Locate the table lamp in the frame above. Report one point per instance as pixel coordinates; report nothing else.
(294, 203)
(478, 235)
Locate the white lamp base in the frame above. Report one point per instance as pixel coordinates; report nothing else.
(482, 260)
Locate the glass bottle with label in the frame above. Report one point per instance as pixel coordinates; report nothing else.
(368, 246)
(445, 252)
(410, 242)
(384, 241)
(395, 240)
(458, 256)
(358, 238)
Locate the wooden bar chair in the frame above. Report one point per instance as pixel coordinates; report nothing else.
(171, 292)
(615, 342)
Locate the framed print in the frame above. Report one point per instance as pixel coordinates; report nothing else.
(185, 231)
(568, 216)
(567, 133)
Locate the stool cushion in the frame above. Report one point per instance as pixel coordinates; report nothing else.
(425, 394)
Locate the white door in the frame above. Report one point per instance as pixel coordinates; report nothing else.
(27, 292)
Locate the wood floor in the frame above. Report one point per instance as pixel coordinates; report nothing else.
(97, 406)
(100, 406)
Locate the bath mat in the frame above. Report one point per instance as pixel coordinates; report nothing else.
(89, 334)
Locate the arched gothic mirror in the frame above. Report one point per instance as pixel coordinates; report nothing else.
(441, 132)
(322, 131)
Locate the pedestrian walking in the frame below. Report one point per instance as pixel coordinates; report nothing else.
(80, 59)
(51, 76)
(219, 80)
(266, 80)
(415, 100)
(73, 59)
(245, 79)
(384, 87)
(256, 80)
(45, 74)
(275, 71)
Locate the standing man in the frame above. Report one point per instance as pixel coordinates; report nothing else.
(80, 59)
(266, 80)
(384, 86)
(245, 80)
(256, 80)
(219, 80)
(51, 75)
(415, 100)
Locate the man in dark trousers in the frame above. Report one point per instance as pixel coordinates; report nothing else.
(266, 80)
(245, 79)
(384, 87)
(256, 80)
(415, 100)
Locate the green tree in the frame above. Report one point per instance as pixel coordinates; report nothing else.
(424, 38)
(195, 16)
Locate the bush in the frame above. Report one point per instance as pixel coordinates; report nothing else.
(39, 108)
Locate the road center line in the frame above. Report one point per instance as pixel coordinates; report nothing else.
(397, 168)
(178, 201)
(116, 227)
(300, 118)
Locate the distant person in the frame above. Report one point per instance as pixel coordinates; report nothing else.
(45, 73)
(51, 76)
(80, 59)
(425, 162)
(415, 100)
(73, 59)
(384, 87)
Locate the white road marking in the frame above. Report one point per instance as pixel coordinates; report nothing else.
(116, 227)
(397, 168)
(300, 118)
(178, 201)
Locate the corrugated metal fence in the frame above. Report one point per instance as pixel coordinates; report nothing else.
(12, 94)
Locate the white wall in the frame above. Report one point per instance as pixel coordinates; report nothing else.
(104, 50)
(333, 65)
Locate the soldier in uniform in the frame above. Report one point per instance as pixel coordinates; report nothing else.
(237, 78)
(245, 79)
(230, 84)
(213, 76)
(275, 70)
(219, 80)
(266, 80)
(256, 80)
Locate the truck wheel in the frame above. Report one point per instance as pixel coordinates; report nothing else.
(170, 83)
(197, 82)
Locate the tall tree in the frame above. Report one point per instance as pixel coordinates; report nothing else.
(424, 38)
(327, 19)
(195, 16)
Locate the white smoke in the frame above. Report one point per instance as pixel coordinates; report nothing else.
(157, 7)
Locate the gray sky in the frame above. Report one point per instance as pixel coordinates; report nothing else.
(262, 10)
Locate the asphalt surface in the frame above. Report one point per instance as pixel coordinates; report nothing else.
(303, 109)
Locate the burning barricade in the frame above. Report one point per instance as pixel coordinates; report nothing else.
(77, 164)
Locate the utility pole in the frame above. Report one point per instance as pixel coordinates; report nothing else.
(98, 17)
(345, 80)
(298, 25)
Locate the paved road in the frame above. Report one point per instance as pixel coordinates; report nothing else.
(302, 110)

_ _ _ _ _ _ _

Task statement
Copy every one of the rows above without changing a single character.

Task response
Locate the table lamp in the frame above. Report one point per instance as pixel coordinates; report nothing else.
(294, 203)
(478, 235)
Locate the white lamp base in the frame above. Report one point per instance as pixel coordinates; report nothing else.
(482, 260)
Locate the glass bottle with label in the frame above. Report one point per instance as pixel coordinates; report nothing else.
(368, 246)
(445, 252)
(410, 242)
(384, 241)
(395, 240)
(458, 256)
(358, 238)
Locate the wooden bar chair in the frame above. Report one point per instance as pixel coordinates; report nothing else.
(171, 292)
(615, 342)
Locate the framed print in the frame above. Report one point per instance as pixel coordinates; report nothing else.
(185, 231)
(568, 216)
(567, 133)
Locate the stool cushion in the frame above. Report one point per instance as pixel coordinates; report nothing else.
(425, 394)
Locate the white door in the frame above. Report one point per instance as pixel coordinates; report nothing else.
(27, 292)
Locate the wood floor in the frame above. Report one point per instance as pixel coordinates; report nothing else.
(97, 406)
(100, 406)
Locate the bath mat in the frame above. Report one point per instance as pixel coordinates; report nothing else.
(89, 334)
Locate the arched gothic mirror in the frame above. Report one point per instance as pixel coordinates; report nothing else.
(441, 132)
(322, 131)
Locate the pedestrian walking in the frame below. Report one point per instance as pixel coordinates; report nothing else.
(80, 59)
(51, 76)
(219, 80)
(266, 80)
(415, 100)
(73, 59)
(245, 79)
(384, 87)
(256, 80)
(45, 74)
(275, 71)
Locate the standing man in the frame above. Report one point per instance as pixel coordinates; report nothing else.
(80, 59)
(266, 80)
(384, 86)
(245, 80)
(256, 80)
(219, 80)
(51, 75)
(415, 100)
Locate the man in dark trousers in the frame above. Report one point per instance as pixel coordinates; report nothing else.
(266, 80)
(245, 79)
(384, 87)
(256, 80)
(415, 100)
Locate the green tree in the frame above. Report one point per instance as pixel coordinates; report nothing else.
(424, 38)
(195, 16)
Locate the bush in the frame above. Report one point per instance as pixel coordinates; report nothing else.
(39, 108)
Locate the road center line in the frame above. Report one point per instance as pixel coordinates; report nothing else.
(397, 168)
(178, 201)
(116, 227)
(300, 118)
Locate the distant person in the frame above. Report one point per instance as pixel coordinates; report nothing else.
(45, 73)
(51, 76)
(80, 59)
(425, 162)
(415, 100)
(73, 59)
(384, 87)
Locate the white road marking in the frame above. Report one point per instance as pixel coordinates; report nothing else.
(116, 227)
(397, 168)
(300, 118)
(178, 201)
Locate the corrugated metal fence in the frame above. Report one point per instance as pixel coordinates; report nothing else.
(12, 94)
Locate the white wall in the frame above. Report one point per instance as pixel coordinates; report nothing else.
(104, 50)
(333, 65)
Locate the soldier in uniform in the frame above. Report one point per instance as pixel coordinates; report nothing else.
(237, 78)
(245, 79)
(230, 84)
(213, 76)
(275, 70)
(219, 80)
(266, 80)
(256, 80)
Locate the truck wheel in the frame above. Report one point per instance as pixel coordinates; report nothing else.
(170, 83)
(197, 82)
Locate the tall tree in the frame above. Report one point per instance as pixel coordinates; report nothing else.
(424, 38)
(327, 19)
(195, 16)
Locate the white smoke in the frame above. Report one point per instance as pixel coordinates; report nothing else.
(157, 7)
Locate the gray sky in the frame above. Report one point per instance as pixel coordinates; report nothing else.
(262, 10)
Locate the asphalt surface in the frame above. Report one point per instance as pixel coordinates; report nothing else.
(303, 109)
Locate the burning barricade in the frame above. Report one point per instance as pixel coordinates; report nothing else.
(77, 164)
Locate the utility pole in the frame above. Report one point per instance as pixel coordinates; report nothing else.
(98, 17)
(345, 80)
(298, 25)
Locate the paved road in the frame above. Report one point per instance as pixel coordinates; report nothing else.
(302, 110)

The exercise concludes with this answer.